--- Start of Source extract ---

Aideen Kane is the VP of Production at Fork Films. She is currently a producer on Women in Blue and Inequality (WT), feature documentaries for release in early 2021. Previous credits include Emmy-winning and nominated, feature-length and television documentaries, including: The Armor of Light (dirs. Abigail Disney & Kathleen Hughes), The Trials of Spring (dir. Gini Reticker), The Awful Truth (dir. Michael Moore), Face to Face: The Schappell Twins (dir. Ellen Weissbrod), and Voices of the Children (dir. Zuzana Justman). In Ireland she produced several award winning documentaries and documentary series for public television and is a producer on the international theatrical hit Alone it Stands.

--- End of Source extract ---
--- Start of Items ---

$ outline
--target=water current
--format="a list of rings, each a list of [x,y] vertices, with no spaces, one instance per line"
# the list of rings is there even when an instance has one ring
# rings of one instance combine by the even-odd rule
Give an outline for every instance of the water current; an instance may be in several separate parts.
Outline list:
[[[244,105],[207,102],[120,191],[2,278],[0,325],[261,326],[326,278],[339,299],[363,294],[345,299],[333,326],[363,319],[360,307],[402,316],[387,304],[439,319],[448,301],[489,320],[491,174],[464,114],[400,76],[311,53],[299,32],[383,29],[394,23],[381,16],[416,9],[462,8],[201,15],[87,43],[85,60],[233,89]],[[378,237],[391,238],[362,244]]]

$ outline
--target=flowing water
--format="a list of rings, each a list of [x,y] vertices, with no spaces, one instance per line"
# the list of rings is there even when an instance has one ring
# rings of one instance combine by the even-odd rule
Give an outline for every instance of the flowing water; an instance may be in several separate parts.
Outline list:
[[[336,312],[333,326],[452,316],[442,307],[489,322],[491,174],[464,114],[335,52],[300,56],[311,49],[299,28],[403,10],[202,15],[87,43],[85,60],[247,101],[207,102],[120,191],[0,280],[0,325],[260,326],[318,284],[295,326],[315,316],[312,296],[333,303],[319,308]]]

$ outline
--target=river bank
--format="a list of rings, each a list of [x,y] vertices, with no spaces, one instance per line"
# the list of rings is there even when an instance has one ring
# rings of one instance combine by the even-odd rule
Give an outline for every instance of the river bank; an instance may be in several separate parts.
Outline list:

--- End of Items ---
--- Start of Items ---

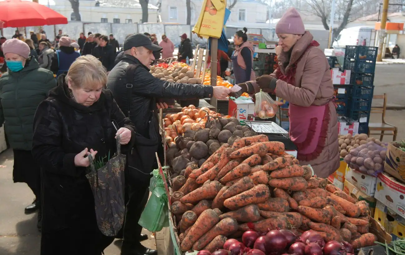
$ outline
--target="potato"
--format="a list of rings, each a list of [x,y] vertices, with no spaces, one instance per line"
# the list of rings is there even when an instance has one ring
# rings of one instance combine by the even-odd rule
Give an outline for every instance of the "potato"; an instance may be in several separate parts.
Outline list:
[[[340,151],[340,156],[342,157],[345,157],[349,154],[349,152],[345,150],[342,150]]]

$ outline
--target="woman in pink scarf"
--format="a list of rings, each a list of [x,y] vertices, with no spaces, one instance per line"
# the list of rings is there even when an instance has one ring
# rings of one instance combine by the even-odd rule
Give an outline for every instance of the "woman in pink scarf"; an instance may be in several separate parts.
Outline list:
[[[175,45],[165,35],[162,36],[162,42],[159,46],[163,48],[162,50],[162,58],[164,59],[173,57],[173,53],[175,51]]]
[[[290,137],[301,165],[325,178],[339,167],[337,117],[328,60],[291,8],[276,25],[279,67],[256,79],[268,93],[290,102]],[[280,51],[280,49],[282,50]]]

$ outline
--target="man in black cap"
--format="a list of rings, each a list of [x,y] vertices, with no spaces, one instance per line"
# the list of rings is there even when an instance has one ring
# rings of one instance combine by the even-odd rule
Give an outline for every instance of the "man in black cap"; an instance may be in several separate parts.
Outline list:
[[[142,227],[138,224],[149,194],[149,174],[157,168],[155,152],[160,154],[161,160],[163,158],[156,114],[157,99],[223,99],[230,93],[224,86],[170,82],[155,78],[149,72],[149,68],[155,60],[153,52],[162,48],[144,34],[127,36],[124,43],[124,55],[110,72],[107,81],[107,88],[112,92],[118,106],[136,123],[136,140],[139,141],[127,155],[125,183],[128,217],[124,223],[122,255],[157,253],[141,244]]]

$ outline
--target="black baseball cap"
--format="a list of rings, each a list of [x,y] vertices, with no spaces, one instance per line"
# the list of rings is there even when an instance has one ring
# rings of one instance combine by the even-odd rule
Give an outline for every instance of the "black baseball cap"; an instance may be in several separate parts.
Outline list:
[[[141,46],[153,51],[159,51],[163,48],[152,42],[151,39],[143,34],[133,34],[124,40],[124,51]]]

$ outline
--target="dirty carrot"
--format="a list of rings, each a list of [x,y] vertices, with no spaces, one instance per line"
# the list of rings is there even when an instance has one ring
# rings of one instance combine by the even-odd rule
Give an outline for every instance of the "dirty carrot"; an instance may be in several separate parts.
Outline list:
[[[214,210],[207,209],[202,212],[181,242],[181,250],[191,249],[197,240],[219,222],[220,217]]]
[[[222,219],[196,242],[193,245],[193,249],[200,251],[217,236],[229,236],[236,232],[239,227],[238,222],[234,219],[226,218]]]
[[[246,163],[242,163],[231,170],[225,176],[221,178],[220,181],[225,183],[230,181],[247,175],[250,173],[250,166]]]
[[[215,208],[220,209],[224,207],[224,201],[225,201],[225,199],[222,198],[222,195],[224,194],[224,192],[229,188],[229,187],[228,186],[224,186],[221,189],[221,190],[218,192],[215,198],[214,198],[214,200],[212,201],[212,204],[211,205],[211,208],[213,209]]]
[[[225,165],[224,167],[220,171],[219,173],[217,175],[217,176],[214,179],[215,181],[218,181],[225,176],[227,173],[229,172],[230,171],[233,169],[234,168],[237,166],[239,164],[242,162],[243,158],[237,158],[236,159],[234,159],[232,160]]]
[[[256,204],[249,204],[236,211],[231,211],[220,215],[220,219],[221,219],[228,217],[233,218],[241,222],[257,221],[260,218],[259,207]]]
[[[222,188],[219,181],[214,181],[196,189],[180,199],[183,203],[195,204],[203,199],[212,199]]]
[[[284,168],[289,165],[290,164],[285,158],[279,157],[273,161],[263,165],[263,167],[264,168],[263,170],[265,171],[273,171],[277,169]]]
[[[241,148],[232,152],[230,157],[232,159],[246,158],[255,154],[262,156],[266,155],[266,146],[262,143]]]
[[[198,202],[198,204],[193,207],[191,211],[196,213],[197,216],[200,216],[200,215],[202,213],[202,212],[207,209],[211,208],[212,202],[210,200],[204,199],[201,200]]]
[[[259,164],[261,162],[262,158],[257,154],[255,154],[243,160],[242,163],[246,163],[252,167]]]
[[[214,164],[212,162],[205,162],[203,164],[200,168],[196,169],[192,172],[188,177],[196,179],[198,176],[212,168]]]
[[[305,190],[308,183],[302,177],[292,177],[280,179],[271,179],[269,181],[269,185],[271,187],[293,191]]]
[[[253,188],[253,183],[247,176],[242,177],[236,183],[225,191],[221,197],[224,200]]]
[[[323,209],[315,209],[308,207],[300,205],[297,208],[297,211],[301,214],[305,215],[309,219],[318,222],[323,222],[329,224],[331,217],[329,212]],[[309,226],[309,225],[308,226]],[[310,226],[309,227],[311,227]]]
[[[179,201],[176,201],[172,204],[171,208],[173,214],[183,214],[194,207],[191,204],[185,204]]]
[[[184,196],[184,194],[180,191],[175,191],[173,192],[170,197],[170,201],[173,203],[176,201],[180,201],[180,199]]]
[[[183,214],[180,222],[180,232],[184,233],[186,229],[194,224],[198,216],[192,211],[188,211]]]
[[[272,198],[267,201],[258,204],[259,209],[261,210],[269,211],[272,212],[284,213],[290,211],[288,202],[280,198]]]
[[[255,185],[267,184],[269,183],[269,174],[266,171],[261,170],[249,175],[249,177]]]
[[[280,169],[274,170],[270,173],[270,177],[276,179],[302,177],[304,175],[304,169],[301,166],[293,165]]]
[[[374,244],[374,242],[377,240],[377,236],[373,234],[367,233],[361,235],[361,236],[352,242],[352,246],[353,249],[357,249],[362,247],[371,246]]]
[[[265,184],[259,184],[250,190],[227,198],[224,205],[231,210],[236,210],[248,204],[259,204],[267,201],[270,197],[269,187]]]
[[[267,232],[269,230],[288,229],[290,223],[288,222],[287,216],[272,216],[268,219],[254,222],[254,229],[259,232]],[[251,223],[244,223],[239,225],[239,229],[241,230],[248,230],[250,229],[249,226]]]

--- End of Items ---

● **The tasks**
[A] List every documentary title that the producer biography names among the previous credits, each with its director or directors.
[B] Quote the stretch of the producer biography from "Aideen Kane is" through "Alone it Stands.".
Rely on the producer biography alone when responding.

● **Per-task answers**
[A]
- The Armor of Light (dirs. Abigail Disney & Kathleen Hughes)
- The Trials of Spring (dir. Gini Reticker)
- The Awful Truth (dir. Michael Moore)
- Face to Face: The Schappell Twins (dir. Ellen Weissbrod)
- Voices of the Children (dir. Zuzana Justman)

[B]
Aideen Kane is the VP of Production at Fork Films. She is currently a producer on Women in Blue and Inequality (WT), feature documentaries for release in early 2021. Previous credits include Emmy-winning and nominated, feature-length and television documentaries, including: The Armor of Light (dirs. Abigail Disney & Kathleen Hughes), The Trials of Spring (dir. Gini Reticker), The Awful Truth (dir. Michael Moore), Face to Face: The Schappell Twins (dir. Ellen Weissbrod), and Voices of the Children (dir. Zuzana Justman). In Ireland she produced several award winning documentaries and documentary series for public television and is a producer on the international theatrical hit Alone it Stands.